• _AIM OF THE TASK_: Continue the biography of Léopold De Wael below, starting right after its last sentence.

• _PASSAGE FOR REVIEW_:
-*-*-

Belgian merchant and liberal politician

Léopold Charles Norbert De Wael (14 July 1823 – 17 August 1892) was a Belgian liberal politician and merchant. He served as mayor of Antwerp from 1872 until his death in 1892 and was a key figure in the modernization of the city during the late 19th century.

==Early life and career==
De Wael was born in Antwerp in 1823, the son of merchant Charles Henri de Wael. He became active in Antwerp’s liberal political movement and was elected to both the provincial council and the national parliament.

==Mayor of Antwerp==
In 1872, De Wael was appointed mayor of Antwerp. During his two decades in office, he led large-scale urban transformations.

He oversaw the demolition of both the Noordkasteel and the Zuidkasteel (South Castle), military fortifications that had long dominated the city’s layout. The Zuidkasteel, also known as the Citadel of Antwerp, was a 16th-century fortress built by the Duke of Alba between 1567 and 1572 to assert Spanish authority over the rebellious city. Its strategic position at the southern edge of Antwerp had become obsolete by the 19th century. Starting in 1874, demolition works cleared the citadel and its ramparts, freeing up extensive land. This allowed the creation of the Zuid district (South Antwerp), laid out in the Haussmannian style with wide boulevards, cultural institutions, and civic monuments. The Royal Museum of Fine Arts, completed in 1890, became a centerpiece of the new neighbourhood.

The Noordkasteel (North Castle) and the adjoining Spanish city walls were also dismantled during this period. The removal of these outdated military structures, initiated under Mayor Jan Frans Loos and continued by De Wael, opened Antwerp to further urban expansion and connected the old city center with emerging districts.

-*-*-

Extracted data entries

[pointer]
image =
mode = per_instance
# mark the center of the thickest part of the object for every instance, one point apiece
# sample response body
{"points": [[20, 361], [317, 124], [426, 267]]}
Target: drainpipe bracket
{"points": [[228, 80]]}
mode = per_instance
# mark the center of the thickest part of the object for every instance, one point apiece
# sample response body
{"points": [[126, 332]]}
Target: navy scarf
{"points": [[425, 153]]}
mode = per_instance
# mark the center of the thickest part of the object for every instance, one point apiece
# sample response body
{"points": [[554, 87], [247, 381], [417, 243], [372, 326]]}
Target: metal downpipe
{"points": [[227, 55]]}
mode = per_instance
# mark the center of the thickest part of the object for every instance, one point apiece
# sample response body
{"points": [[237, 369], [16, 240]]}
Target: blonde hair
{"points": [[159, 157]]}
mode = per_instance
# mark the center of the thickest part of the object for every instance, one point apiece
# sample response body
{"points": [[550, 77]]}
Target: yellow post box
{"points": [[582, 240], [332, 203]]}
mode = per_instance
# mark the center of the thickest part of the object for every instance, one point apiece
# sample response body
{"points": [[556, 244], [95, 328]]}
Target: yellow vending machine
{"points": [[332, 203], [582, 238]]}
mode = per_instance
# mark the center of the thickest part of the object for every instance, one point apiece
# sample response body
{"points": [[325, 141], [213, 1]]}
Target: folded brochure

-*-*-

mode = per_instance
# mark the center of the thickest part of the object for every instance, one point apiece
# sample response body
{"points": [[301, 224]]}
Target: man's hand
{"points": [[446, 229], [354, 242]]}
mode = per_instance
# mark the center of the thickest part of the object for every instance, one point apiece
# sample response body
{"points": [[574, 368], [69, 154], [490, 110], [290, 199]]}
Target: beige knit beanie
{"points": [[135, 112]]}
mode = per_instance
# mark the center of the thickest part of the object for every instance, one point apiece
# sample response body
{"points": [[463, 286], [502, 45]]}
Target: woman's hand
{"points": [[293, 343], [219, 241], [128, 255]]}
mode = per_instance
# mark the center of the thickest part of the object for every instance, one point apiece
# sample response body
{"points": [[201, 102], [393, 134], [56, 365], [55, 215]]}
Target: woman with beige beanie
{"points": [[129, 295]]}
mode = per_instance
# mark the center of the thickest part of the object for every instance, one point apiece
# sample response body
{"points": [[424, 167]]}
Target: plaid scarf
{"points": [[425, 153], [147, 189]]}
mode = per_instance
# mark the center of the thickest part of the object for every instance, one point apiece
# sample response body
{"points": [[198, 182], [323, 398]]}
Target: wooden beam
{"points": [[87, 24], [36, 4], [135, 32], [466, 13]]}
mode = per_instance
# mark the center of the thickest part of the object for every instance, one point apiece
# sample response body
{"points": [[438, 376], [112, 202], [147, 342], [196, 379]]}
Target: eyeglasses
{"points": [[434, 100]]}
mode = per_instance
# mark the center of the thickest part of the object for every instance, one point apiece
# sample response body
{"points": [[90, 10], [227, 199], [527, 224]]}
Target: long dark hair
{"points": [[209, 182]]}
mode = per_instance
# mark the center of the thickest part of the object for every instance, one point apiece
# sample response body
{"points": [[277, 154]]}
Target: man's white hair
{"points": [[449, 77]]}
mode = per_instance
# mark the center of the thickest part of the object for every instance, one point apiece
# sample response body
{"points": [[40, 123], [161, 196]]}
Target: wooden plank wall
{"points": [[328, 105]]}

-*-*-

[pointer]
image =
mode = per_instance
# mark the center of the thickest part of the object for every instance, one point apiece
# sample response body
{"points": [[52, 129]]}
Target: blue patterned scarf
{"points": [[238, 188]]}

-*-*-

• _ANSWER SECTION_:
Through these bold urban interventions, De Wael reshaped Antwerp’s relationship with the Scheldt river, promoted modern infrastructure, and laid the foundation for the city’s economic and cultural growth in the decades that followed.

Public buildings from his era include the Royal Museum of Fine Arts Antwerp
, the Stuyvenberg hospital
, the Antwerp branch of the National Bank of Belgium, the Antwerp Courthouse, and several schools and theatres.

He promoted the cultural and architectural development of the Zuid (South) district, where Léopold de Waelplaats was later named in his honour.

==Death and legacy==
De Wael died in office in 1892 and was buried at Schoonselhof Cemetery. His legacy remains visible in the cityscape of Antwerp. His contributions to urban planning and liberal governance are commemorated by monuments and portraits, including one in the Ghent City Museum. A statue of De Wael was also placed in his honour near the Museum of Fine Arts.